■ Written request ■
Put the lines of the records, starting with the line that contains "# locate lamp" and going on through the end of the records, into a Markdown table with the columns Row and Line. Number each row, and leave out blank lines and pictures.

--- begin Dataset rows ---

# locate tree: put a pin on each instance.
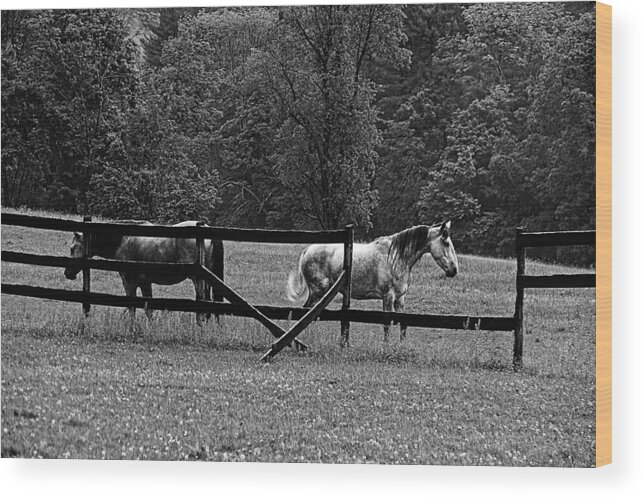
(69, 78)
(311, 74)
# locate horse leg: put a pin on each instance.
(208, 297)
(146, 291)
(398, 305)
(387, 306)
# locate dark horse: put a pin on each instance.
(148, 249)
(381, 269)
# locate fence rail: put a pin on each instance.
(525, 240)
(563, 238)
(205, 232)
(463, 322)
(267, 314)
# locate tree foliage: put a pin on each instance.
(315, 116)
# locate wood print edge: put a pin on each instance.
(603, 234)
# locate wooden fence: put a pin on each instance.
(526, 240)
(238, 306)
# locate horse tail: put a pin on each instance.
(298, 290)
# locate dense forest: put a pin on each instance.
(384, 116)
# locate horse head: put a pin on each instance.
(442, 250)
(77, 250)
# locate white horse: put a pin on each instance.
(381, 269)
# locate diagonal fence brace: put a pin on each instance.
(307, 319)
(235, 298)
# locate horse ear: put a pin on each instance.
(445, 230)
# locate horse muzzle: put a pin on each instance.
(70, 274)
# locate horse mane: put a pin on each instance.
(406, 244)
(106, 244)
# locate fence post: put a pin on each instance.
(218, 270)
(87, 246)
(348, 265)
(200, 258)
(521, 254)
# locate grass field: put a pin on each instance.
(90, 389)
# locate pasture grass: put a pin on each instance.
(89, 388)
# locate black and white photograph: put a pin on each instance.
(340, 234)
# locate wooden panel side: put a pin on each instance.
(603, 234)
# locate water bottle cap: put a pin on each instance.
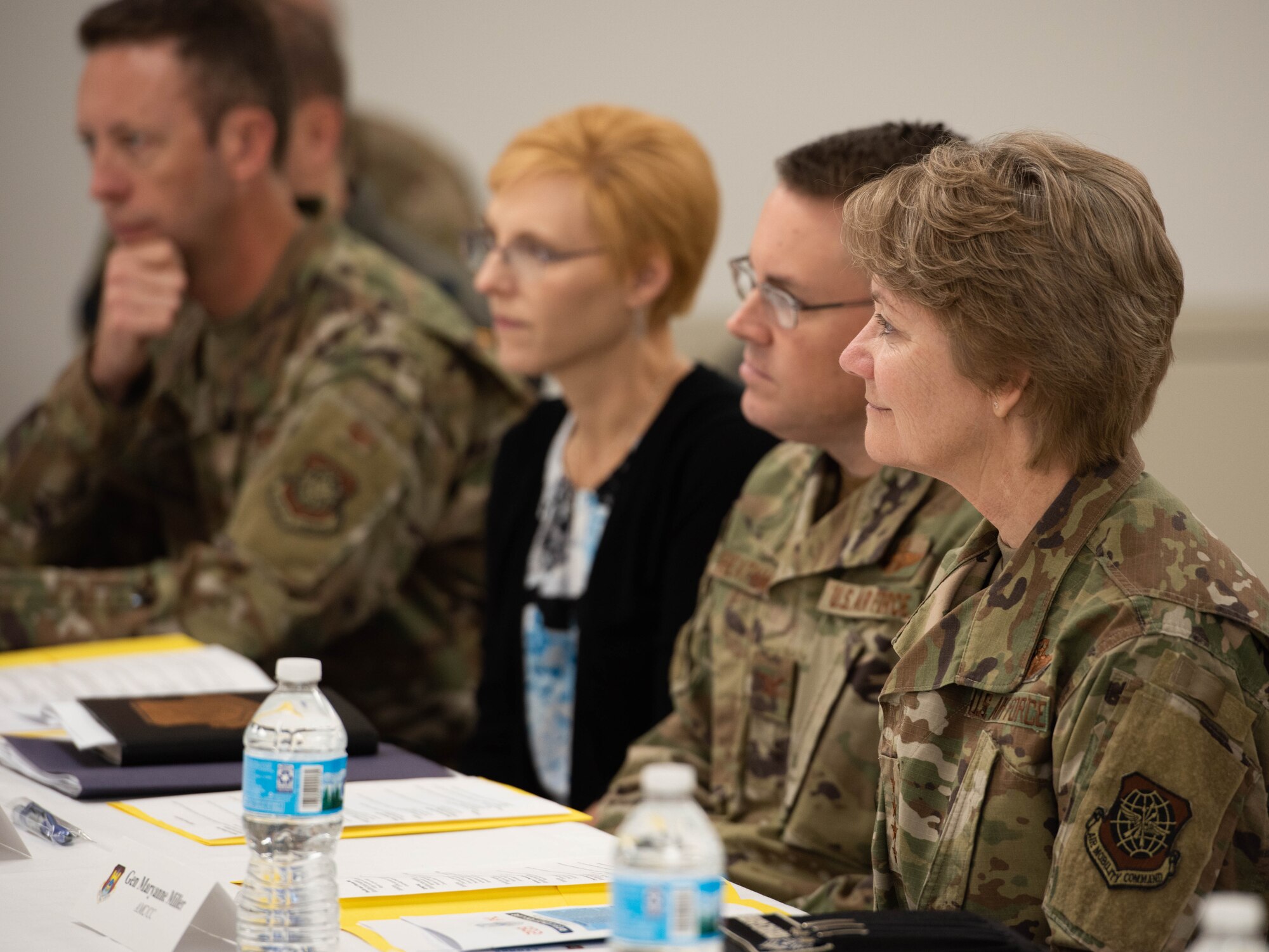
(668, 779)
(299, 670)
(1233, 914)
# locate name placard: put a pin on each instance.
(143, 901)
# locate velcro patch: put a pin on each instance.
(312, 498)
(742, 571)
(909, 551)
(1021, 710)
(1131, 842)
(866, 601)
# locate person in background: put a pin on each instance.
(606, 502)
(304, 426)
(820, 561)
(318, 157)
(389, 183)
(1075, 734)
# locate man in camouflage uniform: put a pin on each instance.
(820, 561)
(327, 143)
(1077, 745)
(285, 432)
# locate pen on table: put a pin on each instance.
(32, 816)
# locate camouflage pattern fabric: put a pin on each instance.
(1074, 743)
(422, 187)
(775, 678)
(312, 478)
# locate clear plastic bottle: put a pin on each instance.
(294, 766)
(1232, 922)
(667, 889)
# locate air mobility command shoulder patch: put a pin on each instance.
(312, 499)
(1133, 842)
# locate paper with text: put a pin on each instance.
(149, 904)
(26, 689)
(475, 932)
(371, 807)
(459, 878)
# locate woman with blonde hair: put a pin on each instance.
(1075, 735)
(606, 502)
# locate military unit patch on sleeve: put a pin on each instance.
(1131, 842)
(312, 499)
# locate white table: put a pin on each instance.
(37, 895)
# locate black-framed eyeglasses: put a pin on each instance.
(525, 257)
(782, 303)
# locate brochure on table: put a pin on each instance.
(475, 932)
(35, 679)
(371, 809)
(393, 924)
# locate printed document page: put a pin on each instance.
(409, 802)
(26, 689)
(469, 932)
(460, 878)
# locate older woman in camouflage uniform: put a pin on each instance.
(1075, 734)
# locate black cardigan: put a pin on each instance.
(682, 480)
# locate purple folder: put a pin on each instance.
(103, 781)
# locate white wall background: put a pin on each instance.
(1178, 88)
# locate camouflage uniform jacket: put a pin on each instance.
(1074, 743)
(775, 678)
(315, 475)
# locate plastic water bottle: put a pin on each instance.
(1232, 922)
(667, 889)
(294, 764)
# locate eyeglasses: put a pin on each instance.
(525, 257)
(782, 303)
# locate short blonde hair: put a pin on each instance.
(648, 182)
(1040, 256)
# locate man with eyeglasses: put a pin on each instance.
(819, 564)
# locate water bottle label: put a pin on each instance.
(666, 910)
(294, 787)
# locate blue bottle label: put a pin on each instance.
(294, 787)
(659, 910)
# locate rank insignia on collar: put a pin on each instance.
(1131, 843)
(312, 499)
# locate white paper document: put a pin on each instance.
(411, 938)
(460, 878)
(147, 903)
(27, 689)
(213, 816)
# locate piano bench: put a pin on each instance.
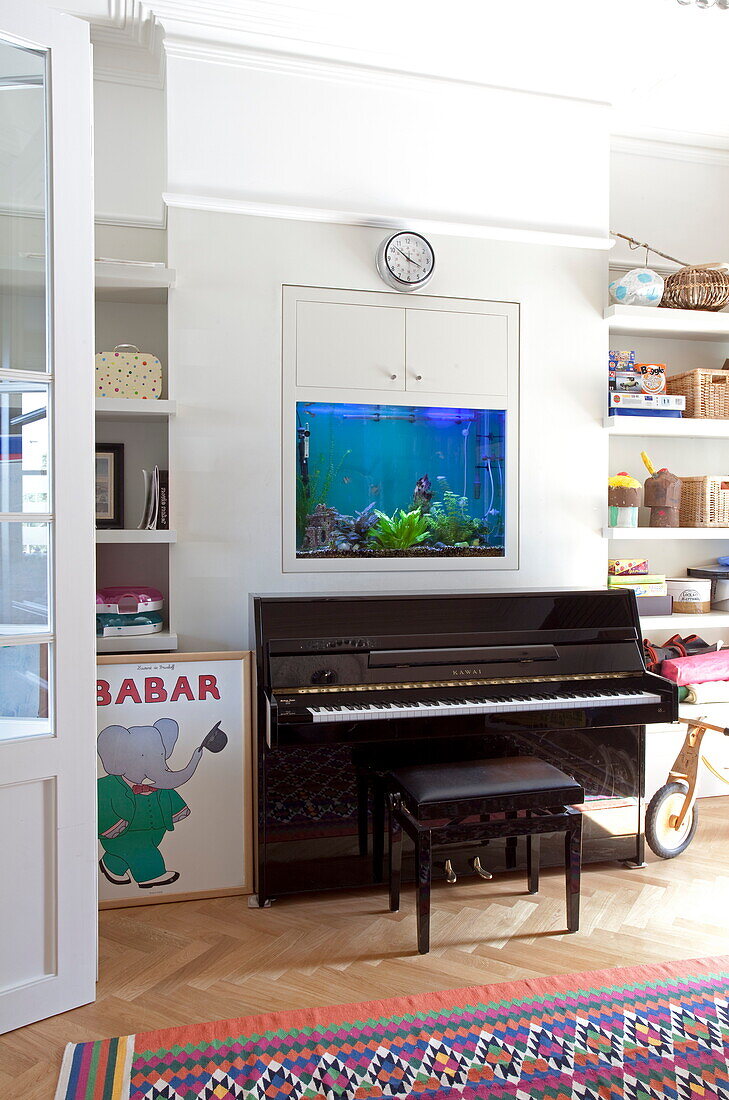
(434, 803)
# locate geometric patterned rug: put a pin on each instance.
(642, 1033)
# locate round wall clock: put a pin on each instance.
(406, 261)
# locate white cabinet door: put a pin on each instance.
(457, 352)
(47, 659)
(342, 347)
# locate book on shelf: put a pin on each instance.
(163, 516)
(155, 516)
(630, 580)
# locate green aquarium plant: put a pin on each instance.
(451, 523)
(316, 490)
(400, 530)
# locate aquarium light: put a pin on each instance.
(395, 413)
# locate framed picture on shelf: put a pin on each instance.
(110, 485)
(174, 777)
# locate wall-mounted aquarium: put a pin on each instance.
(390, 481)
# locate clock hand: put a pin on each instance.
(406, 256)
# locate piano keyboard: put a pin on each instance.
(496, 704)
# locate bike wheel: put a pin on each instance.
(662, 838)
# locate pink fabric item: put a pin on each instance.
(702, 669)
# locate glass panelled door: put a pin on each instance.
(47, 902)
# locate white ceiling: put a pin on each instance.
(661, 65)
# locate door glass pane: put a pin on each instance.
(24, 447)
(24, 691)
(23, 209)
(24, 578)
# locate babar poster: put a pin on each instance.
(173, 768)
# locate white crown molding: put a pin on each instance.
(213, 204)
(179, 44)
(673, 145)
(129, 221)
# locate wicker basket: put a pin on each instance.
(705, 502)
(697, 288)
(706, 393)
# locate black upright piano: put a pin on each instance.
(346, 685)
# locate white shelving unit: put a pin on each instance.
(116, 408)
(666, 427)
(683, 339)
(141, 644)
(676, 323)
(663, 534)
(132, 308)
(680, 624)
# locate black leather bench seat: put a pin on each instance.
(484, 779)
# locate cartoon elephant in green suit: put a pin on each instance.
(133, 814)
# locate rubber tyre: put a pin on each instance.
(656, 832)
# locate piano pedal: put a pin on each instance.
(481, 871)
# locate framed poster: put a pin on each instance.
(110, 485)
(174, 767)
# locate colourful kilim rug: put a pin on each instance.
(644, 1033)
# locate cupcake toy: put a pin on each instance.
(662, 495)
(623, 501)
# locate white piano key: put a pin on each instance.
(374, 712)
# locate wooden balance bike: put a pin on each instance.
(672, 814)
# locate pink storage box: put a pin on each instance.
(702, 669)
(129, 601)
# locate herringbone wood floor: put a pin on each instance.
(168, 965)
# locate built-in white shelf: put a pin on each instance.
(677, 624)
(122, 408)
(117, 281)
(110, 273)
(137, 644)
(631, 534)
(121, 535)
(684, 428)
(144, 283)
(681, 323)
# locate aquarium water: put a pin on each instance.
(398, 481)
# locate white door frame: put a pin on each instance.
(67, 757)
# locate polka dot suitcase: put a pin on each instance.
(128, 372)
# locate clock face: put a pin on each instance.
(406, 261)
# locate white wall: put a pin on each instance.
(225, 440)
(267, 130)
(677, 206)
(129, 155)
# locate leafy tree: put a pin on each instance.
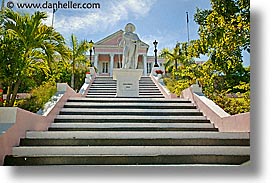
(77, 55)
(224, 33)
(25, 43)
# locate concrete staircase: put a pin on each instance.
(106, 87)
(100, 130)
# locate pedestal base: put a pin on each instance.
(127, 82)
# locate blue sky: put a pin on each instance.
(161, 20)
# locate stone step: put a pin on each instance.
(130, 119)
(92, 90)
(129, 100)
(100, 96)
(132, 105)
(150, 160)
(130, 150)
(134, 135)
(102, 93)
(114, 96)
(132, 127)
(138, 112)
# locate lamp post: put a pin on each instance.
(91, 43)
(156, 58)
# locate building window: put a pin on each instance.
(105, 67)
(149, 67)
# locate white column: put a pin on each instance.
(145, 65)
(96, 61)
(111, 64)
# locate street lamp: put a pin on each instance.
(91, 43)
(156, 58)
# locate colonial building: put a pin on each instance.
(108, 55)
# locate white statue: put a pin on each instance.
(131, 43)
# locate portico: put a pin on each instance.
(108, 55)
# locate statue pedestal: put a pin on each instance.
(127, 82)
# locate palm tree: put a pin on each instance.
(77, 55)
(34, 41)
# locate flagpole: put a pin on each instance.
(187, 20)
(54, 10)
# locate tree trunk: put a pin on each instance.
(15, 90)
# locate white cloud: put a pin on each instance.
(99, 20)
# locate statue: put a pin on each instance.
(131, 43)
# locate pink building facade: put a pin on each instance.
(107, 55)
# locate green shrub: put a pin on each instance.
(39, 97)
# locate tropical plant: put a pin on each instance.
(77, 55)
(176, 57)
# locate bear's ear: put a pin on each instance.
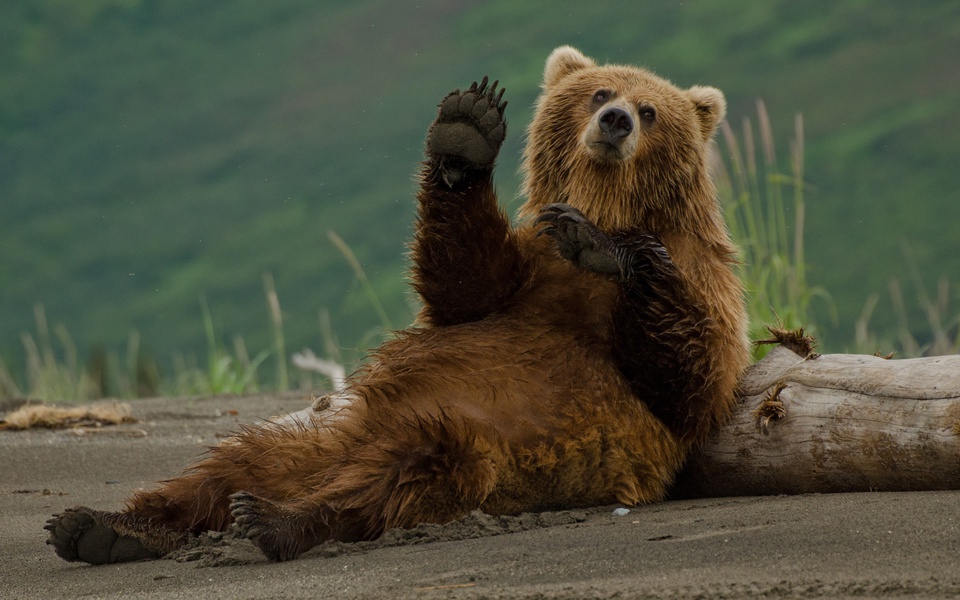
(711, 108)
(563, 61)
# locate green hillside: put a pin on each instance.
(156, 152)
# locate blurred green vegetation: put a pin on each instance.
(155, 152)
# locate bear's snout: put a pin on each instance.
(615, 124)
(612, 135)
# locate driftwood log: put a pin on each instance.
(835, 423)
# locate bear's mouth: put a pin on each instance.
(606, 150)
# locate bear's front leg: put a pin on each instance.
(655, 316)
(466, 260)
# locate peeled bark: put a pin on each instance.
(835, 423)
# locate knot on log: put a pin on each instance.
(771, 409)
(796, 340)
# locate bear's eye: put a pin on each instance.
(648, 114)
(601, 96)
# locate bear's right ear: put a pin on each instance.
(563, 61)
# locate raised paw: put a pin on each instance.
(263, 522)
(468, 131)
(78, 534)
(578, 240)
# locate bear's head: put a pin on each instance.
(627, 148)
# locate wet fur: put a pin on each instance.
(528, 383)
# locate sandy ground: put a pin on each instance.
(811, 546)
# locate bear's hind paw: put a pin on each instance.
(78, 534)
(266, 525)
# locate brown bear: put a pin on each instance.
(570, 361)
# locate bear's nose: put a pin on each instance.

--- end Dataset rows ---

■ Full solution ■
| Row | Line |
|---|---|
| 1 | # locate lamp post: put a pin on each instance. |
| 2 | (91, 43) |
| 3 | (156, 58) |
| 4 | # locate building window: put a pin on each instance. |
| 5 | (105, 67) |
| 6 | (149, 67) |
| 7 | # locate white column: put a pin on each instance. |
| 8 | (145, 65) |
| 9 | (96, 61) |
| 10 | (111, 64) |
| 11 | # locate street lamp: put a pin on each instance. |
| 12 | (91, 43) |
| 13 | (156, 58) |
| 14 | # locate colonial building: put a pin on each instance. |
| 15 | (108, 55) |
| 16 | # locate white statue: put a pin on each instance. |
| 17 | (131, 43) |
| 18 | # locate portico: put a pin on each instance. |
| 19 | (108, 55) |
| 20 | # locate statue pedestal: put a pin on each instance. |
| 21 | (127, 82) |
| 22 | # locate palm tree: put a pin on each instance. |
| 23 | (77, 55) |
| 24 | (34, 41) |
| 25 | # locate flagpole: put a pin on each instance. |
| 26 | (187, 20) |
| 27 | (54, 10) |
| 28 | # locate tree trunk: put a pin on each instance. |
| 29 | (15, 90) |
| 30 | # locate white cloud: put a pin on each instance. |
| 31 | (99, 20) |
| 32 | # locate statue: put a pin on each instance. |
| 33 | (131, 43) |
| 34 | # locate pink building facade: put a pin on each instance. |
| 35 | (107, 55) |
| 36 | # locate green shrub: put a pin on each instance. |
| 37 | (39, 97) |
| 38 | # locate tropical plant: put a pin on each instance. |
| 39 | (77, 55) |
| 40 | (176, 57) |
| 41 | # locate bear's ear: put a pin on each instance. |
| 42 | (711, 108) |
| 43 | (563, 61) |
| 44 | # locate green hillside: put a pin on each instance. |
| 45 | (156, 152) |
| 46 | # locate blurred green vegetation: put a pin on each instance. |
| 47 | (155, 152) |
| 48 | # locate bear's snout: put a pin on each instance. |
| 49 | (615, 124) |
| 50 | (612, 135) |
| 51 | # locate driftwood log: put a pin on each instance. |
| 52 | (835, 423) |
| 53 | # locate bear's mouth: put a pin on each instance. |
| 54 | (606, 150) |
| 55 | # locate bear's front leg: put a pin on each instance. |
| 56 | (655, 316) |
| 57 | (466, 260) |
| 58 | # locate peeled bark: put a pin on each instance. |
| 59 | (835, 423) |
| 60 | # locate knot on log: put a pin on each instance. |
| 61 | (771, 409) |
| 62 | (796, 340) |
| 63 | # locate bear's eye: put a pin on each instance. |
| 64 | (648, 114) |
| 65 | (601, 96) |
| 66 | # locate bear's right ear: put a pin on each instance. |
| 67 | (563, 61) |
| 68 | # locate raised paw: put a pin on each instance. |
| 69 | (263, 522) |
| 70 | (468, 131) |
| 71 | (78, 534) |
| 72 | (578, 240) |
| 73 | # locate bear's head: put a pin on each instance. |
| 74 | (627, 148) |
| 75 | # locate wet fur: put a pin on each instance. |
| 76 | (528, 383) |
| 77 | # locate sandy ground: put a pin on each instance. |
| 78 | (811, 546) |
| 79 | # locate bear's hind paw: put a pin on each instance. |
| 80 | (78, 534) |
| 81 | (266, 525) |
| 82 | # locate brown bear: put a pin on each instance. |
| 83 | (570, 361) |
| 84 | # locate bear's nose: put a pin on each instance. |